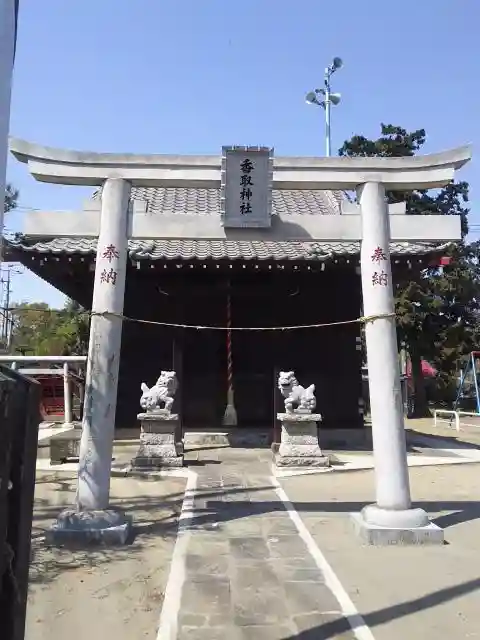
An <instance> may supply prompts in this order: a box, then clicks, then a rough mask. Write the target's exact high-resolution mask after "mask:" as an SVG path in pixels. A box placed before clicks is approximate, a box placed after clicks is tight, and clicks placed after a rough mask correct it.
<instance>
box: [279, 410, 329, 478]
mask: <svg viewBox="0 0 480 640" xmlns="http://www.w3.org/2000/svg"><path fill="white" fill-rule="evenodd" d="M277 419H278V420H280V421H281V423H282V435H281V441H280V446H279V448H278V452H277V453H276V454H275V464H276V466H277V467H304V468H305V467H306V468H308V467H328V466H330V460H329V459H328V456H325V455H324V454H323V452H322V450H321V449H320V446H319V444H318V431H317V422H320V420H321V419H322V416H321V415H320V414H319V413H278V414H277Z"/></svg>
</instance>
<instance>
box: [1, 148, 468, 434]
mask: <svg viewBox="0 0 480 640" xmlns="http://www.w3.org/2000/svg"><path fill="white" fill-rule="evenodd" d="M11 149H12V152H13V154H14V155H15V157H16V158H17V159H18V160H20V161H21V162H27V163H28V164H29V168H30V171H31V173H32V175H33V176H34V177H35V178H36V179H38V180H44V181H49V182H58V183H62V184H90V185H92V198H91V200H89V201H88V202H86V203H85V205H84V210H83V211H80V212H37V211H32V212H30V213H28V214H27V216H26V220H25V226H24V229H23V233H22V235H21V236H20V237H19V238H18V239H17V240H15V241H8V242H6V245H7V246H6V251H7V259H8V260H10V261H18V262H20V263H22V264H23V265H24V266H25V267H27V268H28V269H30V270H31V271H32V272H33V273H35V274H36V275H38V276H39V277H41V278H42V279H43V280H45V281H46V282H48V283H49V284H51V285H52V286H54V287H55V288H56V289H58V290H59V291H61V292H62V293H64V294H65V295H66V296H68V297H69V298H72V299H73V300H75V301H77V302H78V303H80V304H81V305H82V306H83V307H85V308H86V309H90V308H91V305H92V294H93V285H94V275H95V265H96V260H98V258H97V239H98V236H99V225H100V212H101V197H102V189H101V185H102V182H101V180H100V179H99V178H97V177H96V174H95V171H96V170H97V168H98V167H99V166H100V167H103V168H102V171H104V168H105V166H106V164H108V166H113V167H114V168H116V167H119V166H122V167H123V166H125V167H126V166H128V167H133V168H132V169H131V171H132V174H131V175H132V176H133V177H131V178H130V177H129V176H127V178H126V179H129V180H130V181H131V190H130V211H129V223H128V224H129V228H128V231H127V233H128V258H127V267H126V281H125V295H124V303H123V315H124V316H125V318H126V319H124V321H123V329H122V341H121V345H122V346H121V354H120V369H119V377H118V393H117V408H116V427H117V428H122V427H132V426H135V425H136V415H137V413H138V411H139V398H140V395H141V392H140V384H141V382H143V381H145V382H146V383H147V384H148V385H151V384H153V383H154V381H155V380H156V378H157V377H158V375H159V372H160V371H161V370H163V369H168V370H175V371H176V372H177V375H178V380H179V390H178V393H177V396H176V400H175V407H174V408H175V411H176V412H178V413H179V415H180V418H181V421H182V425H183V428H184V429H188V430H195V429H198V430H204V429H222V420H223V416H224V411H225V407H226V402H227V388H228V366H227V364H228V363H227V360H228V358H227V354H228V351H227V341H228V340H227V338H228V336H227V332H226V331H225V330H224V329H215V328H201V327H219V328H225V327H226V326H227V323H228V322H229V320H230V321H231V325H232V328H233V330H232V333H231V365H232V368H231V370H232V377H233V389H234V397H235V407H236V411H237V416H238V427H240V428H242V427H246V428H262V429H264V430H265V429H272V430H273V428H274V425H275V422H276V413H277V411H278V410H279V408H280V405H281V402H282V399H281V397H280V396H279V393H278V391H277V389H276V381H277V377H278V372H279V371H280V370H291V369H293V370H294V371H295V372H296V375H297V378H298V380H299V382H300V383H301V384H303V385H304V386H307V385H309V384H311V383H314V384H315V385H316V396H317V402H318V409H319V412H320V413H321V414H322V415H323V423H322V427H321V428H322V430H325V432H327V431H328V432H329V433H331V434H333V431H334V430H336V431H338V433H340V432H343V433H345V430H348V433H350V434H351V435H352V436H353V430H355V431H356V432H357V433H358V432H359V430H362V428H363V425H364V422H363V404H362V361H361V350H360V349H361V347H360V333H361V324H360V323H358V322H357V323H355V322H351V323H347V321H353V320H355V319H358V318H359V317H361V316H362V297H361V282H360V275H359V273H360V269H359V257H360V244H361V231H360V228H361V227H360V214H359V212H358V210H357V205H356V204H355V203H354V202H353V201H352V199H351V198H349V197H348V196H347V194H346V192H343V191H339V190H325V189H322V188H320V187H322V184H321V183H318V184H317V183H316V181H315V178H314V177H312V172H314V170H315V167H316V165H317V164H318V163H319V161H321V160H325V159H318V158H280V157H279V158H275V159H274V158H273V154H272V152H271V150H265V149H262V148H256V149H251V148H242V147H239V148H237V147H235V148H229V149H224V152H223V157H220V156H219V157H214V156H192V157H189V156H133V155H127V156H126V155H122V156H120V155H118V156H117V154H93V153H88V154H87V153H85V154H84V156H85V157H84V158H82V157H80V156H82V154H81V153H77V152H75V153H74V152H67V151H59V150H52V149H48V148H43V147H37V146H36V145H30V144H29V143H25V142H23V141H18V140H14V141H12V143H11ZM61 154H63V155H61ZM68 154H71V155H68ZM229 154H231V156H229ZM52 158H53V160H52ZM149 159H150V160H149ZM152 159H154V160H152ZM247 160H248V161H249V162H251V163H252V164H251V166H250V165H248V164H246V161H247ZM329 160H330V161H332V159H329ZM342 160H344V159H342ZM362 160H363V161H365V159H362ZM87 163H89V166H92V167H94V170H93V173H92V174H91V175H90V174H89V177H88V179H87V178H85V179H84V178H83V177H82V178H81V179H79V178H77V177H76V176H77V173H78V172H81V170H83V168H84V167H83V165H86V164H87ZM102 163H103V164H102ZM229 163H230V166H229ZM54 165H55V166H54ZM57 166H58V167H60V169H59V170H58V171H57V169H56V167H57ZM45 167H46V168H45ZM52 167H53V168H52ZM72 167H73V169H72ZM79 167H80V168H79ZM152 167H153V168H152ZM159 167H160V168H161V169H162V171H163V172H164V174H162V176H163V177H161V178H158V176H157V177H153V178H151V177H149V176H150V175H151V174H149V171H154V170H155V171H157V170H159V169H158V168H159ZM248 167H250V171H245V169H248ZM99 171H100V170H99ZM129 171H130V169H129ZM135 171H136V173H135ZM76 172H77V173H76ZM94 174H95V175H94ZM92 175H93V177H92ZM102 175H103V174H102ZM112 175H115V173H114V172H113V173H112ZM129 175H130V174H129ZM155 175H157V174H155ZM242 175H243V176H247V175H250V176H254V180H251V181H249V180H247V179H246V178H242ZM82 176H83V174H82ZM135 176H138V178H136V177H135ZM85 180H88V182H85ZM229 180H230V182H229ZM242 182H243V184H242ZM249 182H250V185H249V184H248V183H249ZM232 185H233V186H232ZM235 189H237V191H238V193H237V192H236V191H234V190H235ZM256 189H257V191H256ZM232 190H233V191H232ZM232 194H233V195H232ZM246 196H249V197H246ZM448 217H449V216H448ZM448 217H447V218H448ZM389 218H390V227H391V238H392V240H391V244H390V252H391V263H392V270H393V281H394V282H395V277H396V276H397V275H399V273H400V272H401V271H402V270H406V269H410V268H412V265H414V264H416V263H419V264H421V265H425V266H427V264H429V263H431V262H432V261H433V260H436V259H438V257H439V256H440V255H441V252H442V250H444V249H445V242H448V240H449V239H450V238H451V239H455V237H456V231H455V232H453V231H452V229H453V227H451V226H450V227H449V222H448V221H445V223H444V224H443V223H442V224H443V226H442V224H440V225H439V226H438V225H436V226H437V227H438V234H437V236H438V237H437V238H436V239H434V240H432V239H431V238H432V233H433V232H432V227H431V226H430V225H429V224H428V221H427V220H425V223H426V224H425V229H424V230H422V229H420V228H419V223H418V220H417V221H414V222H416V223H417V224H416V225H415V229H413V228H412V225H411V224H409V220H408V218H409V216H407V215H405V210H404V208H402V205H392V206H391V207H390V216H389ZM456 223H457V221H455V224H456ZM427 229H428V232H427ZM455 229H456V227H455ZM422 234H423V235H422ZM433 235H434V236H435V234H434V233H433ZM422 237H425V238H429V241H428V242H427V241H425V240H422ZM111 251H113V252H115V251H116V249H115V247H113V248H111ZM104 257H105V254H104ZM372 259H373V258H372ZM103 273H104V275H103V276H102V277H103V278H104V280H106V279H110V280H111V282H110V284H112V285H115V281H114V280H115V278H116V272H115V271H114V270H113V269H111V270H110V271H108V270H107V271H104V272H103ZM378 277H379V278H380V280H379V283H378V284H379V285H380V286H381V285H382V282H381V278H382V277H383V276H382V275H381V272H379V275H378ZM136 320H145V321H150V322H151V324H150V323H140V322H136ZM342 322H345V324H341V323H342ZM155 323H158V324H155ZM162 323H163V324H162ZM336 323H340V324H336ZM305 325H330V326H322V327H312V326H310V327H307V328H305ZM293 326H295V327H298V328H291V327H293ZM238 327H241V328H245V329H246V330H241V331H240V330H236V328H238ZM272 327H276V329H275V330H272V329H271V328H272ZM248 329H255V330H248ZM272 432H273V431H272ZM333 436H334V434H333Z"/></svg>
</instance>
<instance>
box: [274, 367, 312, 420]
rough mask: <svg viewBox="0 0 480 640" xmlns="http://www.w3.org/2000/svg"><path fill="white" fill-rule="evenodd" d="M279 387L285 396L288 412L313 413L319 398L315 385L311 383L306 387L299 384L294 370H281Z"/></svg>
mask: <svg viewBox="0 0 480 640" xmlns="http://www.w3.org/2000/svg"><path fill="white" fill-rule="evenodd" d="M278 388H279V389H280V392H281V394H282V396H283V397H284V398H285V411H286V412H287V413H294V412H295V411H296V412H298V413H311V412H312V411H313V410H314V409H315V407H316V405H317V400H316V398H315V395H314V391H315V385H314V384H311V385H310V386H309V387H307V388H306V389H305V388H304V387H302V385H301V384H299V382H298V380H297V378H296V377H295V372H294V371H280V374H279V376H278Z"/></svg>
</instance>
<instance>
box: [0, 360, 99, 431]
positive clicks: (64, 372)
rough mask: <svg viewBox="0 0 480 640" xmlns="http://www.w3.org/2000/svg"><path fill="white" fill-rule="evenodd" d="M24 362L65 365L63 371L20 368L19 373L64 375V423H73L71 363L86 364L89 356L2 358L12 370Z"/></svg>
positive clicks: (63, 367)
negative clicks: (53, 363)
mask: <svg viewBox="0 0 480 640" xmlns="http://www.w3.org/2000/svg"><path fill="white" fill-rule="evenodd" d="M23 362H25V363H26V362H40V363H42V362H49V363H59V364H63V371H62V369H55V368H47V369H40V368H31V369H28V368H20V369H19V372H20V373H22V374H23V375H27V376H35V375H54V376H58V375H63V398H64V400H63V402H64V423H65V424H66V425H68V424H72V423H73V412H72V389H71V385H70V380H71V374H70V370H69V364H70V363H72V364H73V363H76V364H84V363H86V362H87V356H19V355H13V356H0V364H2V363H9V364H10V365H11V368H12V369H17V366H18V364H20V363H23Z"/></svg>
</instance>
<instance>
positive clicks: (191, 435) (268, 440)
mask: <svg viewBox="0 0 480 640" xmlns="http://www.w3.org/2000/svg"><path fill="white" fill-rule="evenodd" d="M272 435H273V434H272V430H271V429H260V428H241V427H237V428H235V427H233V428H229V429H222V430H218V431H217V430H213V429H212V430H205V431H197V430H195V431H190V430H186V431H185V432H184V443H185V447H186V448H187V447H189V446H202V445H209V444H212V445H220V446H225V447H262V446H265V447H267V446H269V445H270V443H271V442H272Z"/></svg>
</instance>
_____
• _The problem_
Rewrite the lines from the start of the items through the line holding "box: [279, 410, 329, 478]", inclusive, with "rough mask" swapped for "coarse mask" and everything else unchanged. Give only those lines and leave the pictures out.

• _Written reply_
An <instance> may supply prompts in this order: a box, then clicks, then a coarse mask. Write the target's exact high-resolution mask after "mask:" as an SVG path in pixels. A box placed before clicks is approximate, a box placed after clicks is tight, and clicks placed after a coarse mask correct it.
<instance>
box: [279, 410, 329, 478]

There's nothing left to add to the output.